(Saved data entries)
· · ·
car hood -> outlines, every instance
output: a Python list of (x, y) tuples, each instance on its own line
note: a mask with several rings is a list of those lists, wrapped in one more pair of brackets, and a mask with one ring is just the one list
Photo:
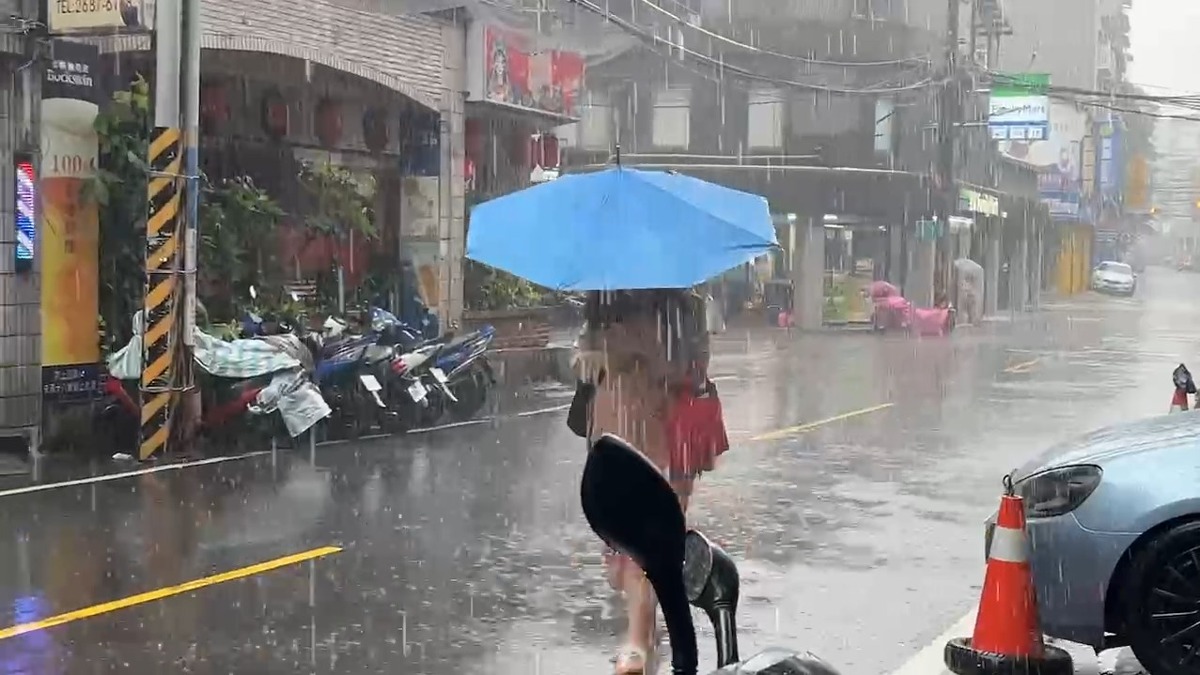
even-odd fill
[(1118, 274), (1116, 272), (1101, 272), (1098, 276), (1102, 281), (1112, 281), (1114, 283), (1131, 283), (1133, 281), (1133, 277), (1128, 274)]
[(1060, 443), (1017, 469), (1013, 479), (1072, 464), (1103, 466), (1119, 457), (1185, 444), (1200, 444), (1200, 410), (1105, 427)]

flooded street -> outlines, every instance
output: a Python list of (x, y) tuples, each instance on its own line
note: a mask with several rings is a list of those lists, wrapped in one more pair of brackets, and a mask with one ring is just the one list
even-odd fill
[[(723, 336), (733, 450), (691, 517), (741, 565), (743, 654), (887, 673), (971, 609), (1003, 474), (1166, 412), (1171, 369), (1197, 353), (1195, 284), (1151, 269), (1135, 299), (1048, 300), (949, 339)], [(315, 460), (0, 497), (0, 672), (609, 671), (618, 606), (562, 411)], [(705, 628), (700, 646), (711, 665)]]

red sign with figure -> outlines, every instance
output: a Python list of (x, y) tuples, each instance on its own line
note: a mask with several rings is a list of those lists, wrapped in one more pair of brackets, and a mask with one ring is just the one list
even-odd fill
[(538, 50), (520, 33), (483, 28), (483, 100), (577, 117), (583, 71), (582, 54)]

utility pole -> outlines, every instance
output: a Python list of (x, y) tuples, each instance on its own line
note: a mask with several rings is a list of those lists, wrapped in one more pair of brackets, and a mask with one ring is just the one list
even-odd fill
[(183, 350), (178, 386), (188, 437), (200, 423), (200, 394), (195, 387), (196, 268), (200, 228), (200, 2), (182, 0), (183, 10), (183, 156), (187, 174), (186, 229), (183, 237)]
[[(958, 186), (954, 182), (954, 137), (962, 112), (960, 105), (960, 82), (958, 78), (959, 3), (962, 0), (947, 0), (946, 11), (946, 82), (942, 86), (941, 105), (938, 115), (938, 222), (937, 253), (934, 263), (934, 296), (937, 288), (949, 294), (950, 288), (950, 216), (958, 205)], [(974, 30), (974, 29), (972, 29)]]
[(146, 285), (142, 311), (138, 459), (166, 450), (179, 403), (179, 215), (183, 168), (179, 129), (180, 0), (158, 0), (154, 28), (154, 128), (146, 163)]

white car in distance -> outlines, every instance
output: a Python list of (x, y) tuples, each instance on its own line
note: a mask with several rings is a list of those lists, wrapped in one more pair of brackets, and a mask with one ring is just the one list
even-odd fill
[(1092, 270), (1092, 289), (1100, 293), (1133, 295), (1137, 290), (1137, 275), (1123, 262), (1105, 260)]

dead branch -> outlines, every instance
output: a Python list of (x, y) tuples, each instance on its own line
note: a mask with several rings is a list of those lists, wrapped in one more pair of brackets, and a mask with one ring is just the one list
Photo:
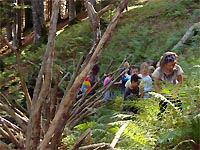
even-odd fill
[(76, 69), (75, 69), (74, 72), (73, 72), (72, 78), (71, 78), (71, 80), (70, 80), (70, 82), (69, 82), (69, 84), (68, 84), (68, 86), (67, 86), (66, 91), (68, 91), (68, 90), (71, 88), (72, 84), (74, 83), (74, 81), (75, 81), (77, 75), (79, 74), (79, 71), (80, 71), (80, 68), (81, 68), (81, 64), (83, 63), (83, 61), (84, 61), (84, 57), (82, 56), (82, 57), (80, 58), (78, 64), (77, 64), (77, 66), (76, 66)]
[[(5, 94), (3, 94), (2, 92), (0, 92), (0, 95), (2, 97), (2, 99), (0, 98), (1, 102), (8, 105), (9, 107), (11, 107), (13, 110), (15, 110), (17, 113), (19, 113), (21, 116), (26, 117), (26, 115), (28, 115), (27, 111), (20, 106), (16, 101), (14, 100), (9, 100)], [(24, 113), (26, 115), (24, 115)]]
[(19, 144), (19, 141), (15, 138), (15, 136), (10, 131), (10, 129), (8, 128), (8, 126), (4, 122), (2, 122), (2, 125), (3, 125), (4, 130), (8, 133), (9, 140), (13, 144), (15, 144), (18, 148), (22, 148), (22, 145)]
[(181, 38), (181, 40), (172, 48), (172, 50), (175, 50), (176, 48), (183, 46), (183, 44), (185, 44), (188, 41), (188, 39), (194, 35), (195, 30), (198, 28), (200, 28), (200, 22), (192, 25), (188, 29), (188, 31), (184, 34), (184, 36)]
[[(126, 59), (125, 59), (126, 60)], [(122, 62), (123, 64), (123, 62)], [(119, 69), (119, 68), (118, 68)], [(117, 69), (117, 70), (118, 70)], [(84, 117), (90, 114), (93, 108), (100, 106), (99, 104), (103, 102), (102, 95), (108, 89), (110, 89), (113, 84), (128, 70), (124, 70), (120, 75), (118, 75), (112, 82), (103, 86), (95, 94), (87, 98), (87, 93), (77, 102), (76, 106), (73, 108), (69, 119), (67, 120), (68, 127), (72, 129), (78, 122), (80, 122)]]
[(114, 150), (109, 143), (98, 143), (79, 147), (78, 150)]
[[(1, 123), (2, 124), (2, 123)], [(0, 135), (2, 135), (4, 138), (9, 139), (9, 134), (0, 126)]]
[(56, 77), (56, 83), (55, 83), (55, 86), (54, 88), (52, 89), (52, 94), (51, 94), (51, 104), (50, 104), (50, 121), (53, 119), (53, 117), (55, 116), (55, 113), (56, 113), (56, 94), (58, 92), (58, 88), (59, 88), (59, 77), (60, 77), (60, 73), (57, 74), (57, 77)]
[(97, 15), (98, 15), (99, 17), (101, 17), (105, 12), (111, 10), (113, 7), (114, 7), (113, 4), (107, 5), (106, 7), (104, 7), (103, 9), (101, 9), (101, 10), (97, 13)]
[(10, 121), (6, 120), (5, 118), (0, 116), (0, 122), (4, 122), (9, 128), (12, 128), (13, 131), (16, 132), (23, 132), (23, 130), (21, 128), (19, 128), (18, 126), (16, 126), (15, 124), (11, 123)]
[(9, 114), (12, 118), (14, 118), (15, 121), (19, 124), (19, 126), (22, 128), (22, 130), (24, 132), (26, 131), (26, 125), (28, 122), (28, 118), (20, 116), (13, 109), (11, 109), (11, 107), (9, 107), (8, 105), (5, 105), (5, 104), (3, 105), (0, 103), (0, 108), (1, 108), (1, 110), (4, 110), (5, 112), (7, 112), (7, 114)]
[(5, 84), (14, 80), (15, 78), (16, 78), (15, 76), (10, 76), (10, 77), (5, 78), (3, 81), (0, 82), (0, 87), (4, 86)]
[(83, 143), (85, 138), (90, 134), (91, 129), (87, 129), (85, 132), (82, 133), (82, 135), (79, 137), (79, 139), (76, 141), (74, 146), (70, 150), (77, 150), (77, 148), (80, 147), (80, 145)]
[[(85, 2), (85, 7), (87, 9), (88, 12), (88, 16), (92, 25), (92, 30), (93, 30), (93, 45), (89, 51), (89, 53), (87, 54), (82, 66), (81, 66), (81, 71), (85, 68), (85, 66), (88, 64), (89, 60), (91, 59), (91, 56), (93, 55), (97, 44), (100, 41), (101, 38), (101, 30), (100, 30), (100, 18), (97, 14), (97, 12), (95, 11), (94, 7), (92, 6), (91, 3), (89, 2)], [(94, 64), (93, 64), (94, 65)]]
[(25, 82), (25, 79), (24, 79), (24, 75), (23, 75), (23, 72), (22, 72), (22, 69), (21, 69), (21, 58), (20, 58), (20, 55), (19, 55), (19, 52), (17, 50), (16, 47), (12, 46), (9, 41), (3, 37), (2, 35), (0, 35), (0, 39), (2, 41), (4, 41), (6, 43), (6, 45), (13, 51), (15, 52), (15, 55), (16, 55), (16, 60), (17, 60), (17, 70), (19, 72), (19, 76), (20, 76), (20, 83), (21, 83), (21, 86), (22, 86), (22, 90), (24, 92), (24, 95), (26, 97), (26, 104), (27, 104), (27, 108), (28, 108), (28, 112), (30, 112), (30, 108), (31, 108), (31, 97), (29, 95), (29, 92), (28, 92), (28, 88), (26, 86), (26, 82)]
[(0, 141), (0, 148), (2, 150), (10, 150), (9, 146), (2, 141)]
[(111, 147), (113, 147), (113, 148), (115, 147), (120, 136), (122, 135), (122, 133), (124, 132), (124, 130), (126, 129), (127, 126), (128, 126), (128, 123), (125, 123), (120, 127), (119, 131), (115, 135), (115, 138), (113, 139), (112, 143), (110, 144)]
· · ·
- TASK DIRECTIONS:
Check each line of the records above, and copy those that hold the word "outlines".

- ANSWER SPACE:
car hood -> outlines, every instance
flooded street -> outlines, every instance
red sign with figure -> outlines, every instance
utility pole -> outlines, every instance
white car in distance -> outlines, every instance
dead branch -> outlines, every instance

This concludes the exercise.